WORK REQUEST: All lines from the one containing "Indicate every instance of the man's" to the end of the data below are to be returned exactly, both ends included, with nothing added.

-- Opening Marker --

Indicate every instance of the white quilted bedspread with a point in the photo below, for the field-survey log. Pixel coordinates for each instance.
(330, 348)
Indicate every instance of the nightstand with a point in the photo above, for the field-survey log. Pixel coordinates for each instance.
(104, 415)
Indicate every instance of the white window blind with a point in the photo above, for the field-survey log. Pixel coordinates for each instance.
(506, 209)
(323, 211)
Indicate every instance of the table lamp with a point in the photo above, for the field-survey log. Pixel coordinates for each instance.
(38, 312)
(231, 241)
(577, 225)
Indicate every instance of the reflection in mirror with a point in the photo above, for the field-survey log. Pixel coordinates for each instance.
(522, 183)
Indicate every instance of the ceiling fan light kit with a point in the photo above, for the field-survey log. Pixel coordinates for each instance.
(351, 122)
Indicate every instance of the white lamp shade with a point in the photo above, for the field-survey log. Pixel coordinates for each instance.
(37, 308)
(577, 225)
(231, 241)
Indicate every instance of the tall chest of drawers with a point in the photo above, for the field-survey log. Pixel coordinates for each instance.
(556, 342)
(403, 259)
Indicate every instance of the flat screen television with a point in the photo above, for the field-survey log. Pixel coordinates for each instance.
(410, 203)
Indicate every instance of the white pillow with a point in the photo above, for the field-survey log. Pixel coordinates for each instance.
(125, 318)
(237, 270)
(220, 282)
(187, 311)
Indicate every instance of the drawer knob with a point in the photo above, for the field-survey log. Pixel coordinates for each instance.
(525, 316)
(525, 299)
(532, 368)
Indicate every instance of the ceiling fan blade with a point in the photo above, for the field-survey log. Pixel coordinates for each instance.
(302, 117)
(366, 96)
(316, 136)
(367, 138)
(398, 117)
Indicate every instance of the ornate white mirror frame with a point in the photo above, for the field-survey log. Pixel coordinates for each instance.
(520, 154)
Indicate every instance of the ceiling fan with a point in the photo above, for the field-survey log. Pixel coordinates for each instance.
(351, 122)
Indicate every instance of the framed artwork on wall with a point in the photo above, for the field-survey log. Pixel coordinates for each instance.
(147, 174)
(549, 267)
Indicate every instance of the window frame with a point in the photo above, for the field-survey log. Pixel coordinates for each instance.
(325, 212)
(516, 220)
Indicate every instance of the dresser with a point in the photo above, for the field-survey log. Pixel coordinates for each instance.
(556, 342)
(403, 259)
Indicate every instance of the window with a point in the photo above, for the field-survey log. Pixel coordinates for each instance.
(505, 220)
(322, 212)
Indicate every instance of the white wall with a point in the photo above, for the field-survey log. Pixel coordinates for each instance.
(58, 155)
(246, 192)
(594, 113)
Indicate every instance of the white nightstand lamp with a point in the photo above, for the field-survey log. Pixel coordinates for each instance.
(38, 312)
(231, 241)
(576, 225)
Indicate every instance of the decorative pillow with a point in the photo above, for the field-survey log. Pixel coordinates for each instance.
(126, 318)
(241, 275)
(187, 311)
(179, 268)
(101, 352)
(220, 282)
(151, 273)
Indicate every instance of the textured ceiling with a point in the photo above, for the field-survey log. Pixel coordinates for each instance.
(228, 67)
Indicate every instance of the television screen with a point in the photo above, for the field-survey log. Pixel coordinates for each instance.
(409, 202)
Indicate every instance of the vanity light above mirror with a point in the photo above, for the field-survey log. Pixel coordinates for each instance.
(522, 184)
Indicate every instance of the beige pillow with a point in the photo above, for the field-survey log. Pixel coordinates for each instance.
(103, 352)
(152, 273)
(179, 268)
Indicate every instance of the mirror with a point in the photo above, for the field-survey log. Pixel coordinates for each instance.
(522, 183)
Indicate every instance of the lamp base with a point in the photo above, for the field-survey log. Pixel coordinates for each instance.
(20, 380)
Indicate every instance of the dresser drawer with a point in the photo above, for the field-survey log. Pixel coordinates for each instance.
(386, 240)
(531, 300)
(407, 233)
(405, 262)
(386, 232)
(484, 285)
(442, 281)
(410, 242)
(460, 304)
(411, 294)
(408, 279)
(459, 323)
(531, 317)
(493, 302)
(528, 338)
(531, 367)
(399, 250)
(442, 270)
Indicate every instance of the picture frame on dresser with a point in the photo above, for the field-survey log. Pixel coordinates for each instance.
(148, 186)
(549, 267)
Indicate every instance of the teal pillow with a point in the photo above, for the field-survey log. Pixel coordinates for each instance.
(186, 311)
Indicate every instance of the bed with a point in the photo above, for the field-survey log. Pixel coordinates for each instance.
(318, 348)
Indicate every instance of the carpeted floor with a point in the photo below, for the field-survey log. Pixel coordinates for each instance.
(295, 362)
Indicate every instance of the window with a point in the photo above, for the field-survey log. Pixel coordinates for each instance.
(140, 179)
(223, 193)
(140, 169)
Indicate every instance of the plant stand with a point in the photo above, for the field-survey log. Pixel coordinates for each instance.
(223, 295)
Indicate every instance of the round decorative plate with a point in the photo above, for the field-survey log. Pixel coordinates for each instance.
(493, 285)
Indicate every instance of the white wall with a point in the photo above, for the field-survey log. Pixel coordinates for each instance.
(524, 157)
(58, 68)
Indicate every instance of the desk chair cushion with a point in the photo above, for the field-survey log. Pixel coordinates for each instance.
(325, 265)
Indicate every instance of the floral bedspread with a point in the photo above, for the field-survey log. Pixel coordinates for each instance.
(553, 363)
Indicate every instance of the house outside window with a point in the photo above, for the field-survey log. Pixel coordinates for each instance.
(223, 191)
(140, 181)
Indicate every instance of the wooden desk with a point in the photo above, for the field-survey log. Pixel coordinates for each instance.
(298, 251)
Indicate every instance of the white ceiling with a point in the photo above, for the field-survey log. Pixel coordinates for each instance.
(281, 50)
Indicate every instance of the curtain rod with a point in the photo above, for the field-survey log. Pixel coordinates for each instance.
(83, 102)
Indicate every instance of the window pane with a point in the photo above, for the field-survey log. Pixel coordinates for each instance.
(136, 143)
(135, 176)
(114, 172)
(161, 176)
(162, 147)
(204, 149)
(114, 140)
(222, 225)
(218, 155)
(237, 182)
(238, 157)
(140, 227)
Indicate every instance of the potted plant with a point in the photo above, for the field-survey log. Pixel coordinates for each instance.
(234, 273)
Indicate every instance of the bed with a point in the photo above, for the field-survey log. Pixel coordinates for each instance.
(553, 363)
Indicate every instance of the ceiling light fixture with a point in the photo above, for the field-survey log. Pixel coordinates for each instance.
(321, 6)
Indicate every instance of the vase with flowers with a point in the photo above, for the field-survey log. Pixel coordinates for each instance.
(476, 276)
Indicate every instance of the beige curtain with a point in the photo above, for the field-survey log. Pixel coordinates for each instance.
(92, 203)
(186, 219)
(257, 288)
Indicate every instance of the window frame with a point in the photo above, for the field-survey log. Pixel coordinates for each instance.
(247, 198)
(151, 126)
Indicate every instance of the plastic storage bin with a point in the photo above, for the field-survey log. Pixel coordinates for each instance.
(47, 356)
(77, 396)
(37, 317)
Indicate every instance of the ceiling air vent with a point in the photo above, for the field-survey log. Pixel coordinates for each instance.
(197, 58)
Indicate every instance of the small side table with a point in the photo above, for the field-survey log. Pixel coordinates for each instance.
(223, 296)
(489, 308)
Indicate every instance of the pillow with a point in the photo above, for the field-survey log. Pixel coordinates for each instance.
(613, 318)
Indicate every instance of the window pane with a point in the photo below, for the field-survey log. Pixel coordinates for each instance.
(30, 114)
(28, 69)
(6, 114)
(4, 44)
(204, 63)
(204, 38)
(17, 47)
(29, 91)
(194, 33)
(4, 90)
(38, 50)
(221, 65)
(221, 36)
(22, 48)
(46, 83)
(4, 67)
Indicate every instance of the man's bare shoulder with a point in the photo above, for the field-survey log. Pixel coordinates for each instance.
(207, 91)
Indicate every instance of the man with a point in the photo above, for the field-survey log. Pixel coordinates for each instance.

-- Closing Marker --

EXPECTED ANSWER:
Indicate every instance of the man's bare shoulder with a point in the photo above, for the field-survey log. Pixel coordinates for each instance.
(207, 91)
Indicate every instance of the man with a point in the photo above, for the field-survey log. Pixel coordinates for each instance.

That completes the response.